* **Set task**: Reproduce, word for word, the lines from the very first one through the line that contains "[(501, 370), (252, 214), (89, 29)]", with both ends included.

* **Data lines**:

···

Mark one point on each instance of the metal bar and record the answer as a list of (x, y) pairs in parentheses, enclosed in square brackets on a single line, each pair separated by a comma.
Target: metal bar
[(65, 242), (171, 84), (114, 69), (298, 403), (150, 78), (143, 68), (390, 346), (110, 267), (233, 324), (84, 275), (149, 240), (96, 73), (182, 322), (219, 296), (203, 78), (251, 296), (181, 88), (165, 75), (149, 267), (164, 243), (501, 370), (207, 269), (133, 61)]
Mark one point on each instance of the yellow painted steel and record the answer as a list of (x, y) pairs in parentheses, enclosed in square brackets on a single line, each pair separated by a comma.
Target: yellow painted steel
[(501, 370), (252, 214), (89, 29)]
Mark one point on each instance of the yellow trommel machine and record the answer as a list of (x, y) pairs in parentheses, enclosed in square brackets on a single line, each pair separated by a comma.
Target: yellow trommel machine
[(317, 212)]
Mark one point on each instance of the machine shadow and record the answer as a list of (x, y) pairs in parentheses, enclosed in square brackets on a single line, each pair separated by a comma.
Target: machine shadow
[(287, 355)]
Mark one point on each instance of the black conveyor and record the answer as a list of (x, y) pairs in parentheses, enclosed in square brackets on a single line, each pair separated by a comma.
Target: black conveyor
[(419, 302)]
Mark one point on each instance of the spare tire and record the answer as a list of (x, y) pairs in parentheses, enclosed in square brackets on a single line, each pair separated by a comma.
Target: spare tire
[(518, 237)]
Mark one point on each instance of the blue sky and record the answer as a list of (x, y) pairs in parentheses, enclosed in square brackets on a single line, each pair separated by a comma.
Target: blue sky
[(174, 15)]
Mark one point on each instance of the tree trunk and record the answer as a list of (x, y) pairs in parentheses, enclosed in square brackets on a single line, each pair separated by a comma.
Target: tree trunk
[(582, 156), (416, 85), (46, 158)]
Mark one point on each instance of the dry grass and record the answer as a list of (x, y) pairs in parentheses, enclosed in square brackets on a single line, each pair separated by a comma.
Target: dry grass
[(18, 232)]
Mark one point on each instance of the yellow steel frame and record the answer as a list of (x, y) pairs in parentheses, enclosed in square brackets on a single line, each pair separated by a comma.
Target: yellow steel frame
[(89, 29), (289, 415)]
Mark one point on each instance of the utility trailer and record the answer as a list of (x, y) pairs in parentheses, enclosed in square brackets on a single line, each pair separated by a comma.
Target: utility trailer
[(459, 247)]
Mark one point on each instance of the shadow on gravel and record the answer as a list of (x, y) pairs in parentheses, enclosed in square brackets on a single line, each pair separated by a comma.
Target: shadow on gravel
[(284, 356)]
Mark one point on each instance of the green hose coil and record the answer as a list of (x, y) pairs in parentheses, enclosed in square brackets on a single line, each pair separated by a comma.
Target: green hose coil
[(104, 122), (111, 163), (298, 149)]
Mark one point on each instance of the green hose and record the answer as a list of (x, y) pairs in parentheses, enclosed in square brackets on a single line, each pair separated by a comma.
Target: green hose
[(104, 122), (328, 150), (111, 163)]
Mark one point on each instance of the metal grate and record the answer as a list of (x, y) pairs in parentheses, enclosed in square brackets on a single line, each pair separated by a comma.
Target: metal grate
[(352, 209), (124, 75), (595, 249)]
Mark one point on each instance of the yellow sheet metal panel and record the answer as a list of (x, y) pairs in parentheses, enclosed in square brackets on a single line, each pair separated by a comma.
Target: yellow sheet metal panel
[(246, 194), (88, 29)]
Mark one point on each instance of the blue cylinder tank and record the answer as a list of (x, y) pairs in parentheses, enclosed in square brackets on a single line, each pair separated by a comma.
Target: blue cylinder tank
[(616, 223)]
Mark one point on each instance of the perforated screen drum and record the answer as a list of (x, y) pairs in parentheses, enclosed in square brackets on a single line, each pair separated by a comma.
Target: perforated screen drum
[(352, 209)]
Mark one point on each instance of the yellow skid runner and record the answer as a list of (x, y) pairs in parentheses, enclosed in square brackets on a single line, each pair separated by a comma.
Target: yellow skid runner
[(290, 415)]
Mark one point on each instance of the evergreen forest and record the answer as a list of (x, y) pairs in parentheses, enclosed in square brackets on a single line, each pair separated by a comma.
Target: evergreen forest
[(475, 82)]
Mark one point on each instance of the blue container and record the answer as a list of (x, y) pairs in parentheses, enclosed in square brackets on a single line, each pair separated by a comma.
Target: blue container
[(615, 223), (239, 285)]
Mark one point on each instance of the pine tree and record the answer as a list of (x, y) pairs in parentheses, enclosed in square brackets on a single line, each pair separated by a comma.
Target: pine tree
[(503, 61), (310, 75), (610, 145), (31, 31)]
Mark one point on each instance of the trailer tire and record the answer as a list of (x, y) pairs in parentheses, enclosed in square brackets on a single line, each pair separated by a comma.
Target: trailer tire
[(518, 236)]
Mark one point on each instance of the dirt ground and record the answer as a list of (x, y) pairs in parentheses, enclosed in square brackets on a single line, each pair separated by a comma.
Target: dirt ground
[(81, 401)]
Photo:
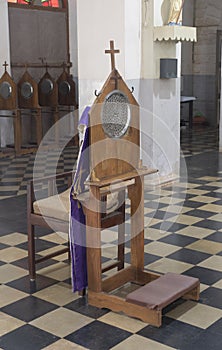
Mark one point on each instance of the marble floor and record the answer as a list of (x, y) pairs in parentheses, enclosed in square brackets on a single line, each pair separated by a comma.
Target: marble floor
[(183, 234)]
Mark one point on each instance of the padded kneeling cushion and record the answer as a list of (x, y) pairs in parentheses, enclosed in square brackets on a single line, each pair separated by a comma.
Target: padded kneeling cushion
[(163, 291)]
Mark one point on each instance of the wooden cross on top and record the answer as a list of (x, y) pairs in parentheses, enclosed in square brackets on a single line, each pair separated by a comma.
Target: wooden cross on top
[(5, 65), (112, 52)]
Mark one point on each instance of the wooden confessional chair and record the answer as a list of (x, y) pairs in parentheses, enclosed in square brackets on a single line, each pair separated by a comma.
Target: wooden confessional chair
[(115, 165), (52, 211)]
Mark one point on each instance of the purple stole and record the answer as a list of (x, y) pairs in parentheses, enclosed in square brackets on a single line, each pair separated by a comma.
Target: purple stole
[(77, 231)]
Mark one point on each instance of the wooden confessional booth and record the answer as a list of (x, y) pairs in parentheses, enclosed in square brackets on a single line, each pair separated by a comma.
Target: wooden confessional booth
[(115, 166)]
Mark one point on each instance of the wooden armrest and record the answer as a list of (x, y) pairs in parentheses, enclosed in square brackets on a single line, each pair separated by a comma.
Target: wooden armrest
[(51, 180)]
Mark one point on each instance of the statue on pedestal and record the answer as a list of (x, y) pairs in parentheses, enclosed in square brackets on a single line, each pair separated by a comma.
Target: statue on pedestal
[(175, 14)]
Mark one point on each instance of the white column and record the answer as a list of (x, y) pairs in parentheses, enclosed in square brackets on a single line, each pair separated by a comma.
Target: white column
[(159, 98), (6, 124)]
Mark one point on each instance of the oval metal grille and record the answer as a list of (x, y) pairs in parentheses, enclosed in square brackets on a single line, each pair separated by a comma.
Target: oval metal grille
[(64, 88), (5, 90), (116, 114), (46, 86), (26, 90)]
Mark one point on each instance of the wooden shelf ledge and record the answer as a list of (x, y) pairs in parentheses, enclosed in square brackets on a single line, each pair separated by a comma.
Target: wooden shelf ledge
[(175, 33)]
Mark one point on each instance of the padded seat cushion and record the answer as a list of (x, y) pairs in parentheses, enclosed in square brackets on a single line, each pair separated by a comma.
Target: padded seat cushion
[(163, 291), (57, 206)]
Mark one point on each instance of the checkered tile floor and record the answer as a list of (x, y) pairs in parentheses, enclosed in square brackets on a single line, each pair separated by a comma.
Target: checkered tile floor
[(183, 234)]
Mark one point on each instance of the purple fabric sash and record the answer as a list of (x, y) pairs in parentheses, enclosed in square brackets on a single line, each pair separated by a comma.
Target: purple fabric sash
[(77, 231)]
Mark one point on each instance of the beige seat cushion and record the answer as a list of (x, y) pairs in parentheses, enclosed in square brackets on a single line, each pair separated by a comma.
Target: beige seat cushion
[(57, 206)]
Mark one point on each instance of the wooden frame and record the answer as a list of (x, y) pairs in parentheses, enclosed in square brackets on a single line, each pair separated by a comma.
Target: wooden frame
[(99, 290), (117, 217)]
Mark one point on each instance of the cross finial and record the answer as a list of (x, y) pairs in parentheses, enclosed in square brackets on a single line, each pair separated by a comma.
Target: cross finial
[(5, 65), (112, 52)]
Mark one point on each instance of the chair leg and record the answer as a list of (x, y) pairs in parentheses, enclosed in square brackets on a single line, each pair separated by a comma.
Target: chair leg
[(121, 245), (31, 252)]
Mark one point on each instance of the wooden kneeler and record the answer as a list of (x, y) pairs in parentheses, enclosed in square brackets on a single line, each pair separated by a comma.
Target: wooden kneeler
[(116, 135)]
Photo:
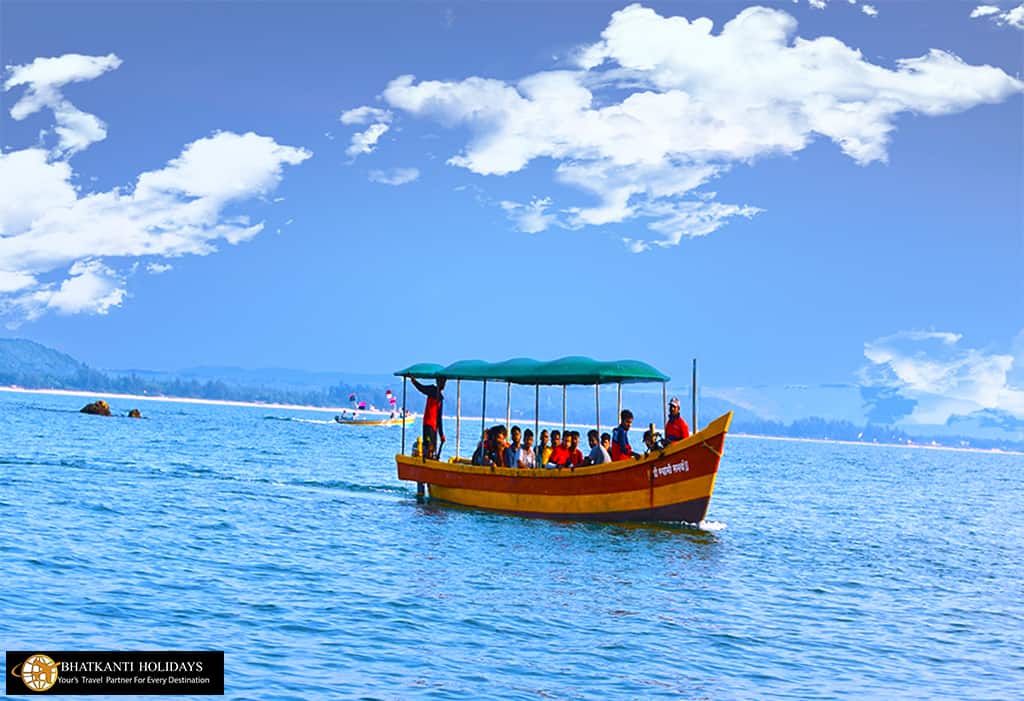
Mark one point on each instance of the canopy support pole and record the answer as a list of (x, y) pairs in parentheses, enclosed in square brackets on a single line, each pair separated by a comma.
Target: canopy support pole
[(693, 389), (483, 410), (537, 412), (665, 402), (404, 380), (563, 409)]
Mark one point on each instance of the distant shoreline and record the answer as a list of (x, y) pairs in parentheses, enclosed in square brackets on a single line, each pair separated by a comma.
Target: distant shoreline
[(338, 409)]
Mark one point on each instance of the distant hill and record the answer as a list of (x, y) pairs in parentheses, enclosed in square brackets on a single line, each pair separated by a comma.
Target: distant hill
[(33, 365), (27, 361), (281, 378)]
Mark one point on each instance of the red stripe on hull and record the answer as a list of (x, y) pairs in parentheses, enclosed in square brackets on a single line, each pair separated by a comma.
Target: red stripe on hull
[(688, 512), (632, 476)]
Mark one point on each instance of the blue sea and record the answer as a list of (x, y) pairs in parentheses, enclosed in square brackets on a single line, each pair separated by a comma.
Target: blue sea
[(285, 539)]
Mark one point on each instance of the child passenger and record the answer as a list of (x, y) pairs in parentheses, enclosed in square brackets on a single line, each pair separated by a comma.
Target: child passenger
[(525, 456)]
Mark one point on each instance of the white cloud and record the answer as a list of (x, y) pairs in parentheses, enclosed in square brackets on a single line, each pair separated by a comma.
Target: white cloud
[(529, 218), (944, 379), (366, 116), (91, 288), (71, 252), (1013, 16), (984, 10), (366, 141), (395, 176), (659, 106), (43, 79)]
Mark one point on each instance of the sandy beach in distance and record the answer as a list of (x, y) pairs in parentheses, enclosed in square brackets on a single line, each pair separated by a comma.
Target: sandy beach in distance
[(337, 409)]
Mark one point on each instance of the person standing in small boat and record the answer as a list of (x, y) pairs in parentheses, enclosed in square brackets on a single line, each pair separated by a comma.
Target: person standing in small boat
[(432, 415), (675, 428)]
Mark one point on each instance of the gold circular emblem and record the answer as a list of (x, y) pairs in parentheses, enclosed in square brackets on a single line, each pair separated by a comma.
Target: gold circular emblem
[(39, 672)]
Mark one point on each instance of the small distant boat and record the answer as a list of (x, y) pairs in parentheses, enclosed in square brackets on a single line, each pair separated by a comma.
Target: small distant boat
[(674, 483), (367, 419)]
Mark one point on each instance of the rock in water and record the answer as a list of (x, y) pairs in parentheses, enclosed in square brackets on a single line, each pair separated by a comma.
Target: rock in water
[(100, 408)]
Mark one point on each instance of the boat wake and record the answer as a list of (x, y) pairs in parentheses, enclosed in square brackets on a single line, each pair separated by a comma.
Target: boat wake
[(298, 420), (712, 526)]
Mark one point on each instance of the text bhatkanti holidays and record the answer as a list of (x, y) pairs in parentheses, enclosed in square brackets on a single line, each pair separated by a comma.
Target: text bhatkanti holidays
[(131, 666)]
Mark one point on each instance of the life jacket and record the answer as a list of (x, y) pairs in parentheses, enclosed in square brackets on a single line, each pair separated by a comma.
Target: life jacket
[(676, 429), (432, 409), (616, 452)]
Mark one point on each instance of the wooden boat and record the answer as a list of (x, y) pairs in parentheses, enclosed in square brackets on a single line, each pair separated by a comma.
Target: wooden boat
[(397, 421), (670, 484)]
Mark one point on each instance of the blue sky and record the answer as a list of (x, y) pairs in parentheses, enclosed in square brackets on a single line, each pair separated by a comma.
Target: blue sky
[(577, 178)]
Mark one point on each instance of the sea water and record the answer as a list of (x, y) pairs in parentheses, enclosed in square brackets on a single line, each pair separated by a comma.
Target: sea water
[(286, 540)]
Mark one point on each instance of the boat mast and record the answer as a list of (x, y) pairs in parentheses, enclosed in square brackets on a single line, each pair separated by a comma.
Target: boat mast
[(483, 410), (693, 390), (537, 412), (665, 401), (403, 381), (563, 409)]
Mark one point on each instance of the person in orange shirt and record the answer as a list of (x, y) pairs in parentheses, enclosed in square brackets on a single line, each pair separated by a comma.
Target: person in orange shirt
[(675, 428), (560, 454), (576, 455)]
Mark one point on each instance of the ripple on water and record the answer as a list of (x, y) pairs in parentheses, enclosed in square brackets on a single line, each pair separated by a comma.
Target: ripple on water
[(822, 571)]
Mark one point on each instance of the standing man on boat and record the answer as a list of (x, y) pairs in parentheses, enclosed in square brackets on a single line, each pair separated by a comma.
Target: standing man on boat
[(432, 415), (675, 428)]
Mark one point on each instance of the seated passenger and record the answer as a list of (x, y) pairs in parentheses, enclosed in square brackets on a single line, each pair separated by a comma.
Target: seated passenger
[(526, 456), (598, 455), (560, 454), (651, 439), (621, 448), (496, 449), (555, 441), (542, 447), (509, 455), (480, 454), (675, 428), (576, 455)]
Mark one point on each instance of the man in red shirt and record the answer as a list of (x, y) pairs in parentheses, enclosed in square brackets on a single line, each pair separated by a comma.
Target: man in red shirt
[(675, 428), (576, 455), (432, 415), (560, 454)]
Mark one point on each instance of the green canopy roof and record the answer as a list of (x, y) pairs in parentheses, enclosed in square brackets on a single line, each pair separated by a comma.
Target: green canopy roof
[(569, 370), (421, 369)]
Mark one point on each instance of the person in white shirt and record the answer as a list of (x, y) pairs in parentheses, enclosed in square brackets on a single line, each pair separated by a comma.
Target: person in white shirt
[(525, 457), (598, 454)]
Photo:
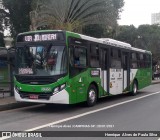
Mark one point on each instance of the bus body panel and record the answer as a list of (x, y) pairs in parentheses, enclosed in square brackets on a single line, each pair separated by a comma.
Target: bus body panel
[(109, 81)]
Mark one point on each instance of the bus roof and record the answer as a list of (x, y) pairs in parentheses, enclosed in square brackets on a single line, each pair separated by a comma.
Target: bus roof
[(107, 41), (116, 43)]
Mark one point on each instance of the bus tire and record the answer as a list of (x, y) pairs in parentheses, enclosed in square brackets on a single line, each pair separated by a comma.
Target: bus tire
[(134, 88), (91, 96)]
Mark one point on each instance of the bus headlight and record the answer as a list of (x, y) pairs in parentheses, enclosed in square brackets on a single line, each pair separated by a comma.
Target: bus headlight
[(59, 88)]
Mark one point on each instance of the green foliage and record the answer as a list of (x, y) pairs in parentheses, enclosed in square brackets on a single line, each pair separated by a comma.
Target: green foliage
[(127, 34), (18, 15), (74, 15), (144, 37)]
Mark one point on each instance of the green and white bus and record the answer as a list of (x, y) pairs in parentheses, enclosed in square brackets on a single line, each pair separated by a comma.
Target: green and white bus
[(55, 66)]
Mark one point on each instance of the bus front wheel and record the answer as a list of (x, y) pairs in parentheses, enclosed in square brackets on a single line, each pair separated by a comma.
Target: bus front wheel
[(91, 96)]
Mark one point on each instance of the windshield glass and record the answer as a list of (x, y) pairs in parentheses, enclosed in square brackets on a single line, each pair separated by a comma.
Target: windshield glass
[(41, 60)]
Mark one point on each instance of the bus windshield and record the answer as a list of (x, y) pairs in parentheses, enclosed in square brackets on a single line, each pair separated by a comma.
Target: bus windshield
[(41, 60)]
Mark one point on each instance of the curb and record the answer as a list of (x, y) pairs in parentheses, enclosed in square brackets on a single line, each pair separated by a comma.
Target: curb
[(15, 105)]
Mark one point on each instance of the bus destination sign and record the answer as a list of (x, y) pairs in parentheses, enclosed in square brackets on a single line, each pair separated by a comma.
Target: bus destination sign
[(40, 37)]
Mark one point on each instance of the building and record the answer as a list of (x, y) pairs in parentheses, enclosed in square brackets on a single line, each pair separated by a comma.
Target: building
[(155, 18)]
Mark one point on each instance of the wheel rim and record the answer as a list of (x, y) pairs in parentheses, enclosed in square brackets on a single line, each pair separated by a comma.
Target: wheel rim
[(92, 96)]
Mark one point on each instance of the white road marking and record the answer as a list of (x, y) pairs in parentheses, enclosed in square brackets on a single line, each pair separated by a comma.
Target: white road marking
[(84, 114), (22, 108), (90, 112)]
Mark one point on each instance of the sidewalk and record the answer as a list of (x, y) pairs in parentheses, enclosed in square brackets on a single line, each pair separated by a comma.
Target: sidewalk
[(8, 103)]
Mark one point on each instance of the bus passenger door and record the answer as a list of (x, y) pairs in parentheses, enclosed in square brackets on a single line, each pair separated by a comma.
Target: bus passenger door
[(104, 71), (126, 71), (78, 72), (116, 72)]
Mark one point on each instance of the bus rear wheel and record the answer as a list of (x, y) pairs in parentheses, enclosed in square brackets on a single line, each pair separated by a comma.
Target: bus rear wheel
[(134, 88), (91, 96)]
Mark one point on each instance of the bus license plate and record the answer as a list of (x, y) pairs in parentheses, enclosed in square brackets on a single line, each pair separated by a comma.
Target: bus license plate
[(33, 96)]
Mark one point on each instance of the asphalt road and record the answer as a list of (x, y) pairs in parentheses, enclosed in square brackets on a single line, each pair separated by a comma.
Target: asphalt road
[(119, 113)]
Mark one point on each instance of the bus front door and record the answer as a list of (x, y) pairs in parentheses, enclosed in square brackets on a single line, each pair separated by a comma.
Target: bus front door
[(126, 71), (104, 72)]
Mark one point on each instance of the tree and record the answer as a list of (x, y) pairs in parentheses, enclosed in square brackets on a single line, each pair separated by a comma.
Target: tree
[(17, 12), (74, 15), (127, 34)]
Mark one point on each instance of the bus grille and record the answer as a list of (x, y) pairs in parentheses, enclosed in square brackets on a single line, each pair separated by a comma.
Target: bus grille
[(26, 95)]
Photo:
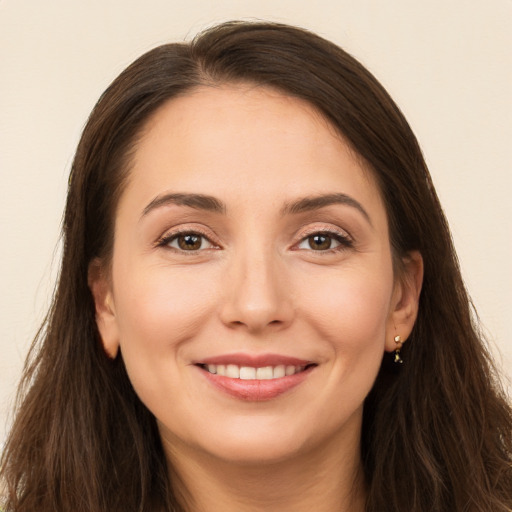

···

* **Right answer**:
Mark one point on each instance of the metal bar and record the answer as a list of (x, y) pairs in parentheses, enclosed in square brackets on a single line, each pair separated by a comma.
Target: metal bar
[(65, 242), (171, 84), (114, 69), (298, 403), (150, 78), (143, 68), (390, 346), (110, 267), (233, 324), (84, 275), (149, 240), (96, 73), (182, 322), (219, 296), (203, 78), (251, 296), (181, 88), (165, 75), (149, 267), (164, 243), (501, 370), (207, 269), (133, 61)]
Mark one point on each instance of the yellow painted steel and record the answer as a list of (x, y) pairs in parentheses, enclosed in square brackets on a single line, each pair separated by a comma.
Target: yellow painted steel
[(501, 370), (252, 214), (89, 29)]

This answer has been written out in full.